● **WHAT THE TASK REQUIRES**:
From the line containing "Check that each instance of the metal gate" to the final line of the entries, every line is to be reproduced exactly; no other line belongs in the output.

Region pointing data:
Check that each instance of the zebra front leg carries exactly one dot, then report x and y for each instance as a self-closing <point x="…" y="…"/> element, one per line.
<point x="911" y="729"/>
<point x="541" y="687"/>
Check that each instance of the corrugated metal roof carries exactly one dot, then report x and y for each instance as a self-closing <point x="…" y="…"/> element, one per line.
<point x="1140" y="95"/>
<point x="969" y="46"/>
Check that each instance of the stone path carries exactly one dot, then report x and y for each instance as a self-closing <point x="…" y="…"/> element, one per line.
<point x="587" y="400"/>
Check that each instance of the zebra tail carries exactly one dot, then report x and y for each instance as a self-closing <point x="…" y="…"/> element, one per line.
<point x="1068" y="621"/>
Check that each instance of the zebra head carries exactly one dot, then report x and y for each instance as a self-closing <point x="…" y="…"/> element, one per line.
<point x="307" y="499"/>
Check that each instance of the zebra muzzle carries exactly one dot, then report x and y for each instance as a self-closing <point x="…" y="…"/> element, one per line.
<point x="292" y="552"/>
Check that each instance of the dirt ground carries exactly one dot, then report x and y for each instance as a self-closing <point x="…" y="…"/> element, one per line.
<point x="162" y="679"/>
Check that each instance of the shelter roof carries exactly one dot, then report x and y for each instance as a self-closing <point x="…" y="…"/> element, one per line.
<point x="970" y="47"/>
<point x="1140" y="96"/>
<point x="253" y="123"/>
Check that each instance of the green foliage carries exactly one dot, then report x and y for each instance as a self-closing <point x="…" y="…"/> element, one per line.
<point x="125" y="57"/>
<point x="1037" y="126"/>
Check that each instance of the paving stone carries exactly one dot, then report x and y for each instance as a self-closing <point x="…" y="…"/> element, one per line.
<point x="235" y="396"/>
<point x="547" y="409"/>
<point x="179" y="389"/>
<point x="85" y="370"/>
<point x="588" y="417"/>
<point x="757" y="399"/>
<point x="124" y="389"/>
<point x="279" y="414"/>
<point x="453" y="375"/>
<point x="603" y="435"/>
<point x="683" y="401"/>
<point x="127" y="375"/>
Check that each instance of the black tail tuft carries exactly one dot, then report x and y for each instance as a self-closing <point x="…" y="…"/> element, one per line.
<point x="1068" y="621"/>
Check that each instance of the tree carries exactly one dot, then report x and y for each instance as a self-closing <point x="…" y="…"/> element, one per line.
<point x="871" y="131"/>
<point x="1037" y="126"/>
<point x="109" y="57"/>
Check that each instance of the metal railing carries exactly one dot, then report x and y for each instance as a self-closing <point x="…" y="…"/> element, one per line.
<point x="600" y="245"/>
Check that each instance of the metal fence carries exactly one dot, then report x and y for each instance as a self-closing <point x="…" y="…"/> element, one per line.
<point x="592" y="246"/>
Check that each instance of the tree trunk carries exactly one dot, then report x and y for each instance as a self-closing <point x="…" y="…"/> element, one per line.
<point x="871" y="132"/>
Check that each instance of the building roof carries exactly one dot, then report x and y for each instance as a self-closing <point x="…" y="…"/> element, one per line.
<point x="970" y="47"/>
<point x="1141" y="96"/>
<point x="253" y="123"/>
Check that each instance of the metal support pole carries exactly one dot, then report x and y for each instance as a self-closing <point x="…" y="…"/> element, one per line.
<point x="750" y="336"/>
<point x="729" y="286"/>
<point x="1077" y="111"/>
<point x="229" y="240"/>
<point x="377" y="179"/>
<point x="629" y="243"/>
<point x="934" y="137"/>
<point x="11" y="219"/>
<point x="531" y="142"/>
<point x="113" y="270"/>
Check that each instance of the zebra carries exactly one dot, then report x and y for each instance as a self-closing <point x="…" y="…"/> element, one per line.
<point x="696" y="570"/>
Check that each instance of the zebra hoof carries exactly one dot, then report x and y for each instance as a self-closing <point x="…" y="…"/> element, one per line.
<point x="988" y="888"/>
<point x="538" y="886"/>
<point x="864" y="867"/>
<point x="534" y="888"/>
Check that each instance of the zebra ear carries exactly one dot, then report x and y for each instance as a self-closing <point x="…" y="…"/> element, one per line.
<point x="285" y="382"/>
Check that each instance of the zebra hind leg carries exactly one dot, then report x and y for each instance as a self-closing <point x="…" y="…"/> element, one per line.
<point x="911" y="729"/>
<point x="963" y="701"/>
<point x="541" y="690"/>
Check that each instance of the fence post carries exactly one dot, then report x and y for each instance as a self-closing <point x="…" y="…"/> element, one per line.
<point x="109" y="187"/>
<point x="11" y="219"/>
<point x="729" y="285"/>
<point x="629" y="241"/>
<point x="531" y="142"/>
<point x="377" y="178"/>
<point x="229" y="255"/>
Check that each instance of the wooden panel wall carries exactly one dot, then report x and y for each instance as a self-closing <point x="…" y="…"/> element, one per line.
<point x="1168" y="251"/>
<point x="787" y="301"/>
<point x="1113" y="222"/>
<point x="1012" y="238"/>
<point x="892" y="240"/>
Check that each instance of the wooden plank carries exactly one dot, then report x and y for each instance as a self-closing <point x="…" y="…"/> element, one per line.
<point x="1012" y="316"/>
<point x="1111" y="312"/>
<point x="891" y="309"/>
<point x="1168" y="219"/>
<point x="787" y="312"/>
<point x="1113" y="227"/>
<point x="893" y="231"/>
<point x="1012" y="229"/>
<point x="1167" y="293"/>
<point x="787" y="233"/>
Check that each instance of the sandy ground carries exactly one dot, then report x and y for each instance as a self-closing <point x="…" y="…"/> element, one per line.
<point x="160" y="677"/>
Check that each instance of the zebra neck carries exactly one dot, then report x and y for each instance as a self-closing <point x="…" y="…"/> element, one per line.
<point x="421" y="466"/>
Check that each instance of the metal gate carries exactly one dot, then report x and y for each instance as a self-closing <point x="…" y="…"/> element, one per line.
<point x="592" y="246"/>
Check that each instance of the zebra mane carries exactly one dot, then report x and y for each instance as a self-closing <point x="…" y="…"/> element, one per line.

● **EXERCISE RESPONSE**:
Check that each instance of the metal gate carries exactly one dot, then report x and y for each instance as a self-closing <point x="…" y="…"/> element, one per line.
<point x="592" y="246"/>
Check that each instance of the zebra mane carries exactly one dot, then report x and y for each instance as a self-closing <point x="…" y="…"/> element, one per line.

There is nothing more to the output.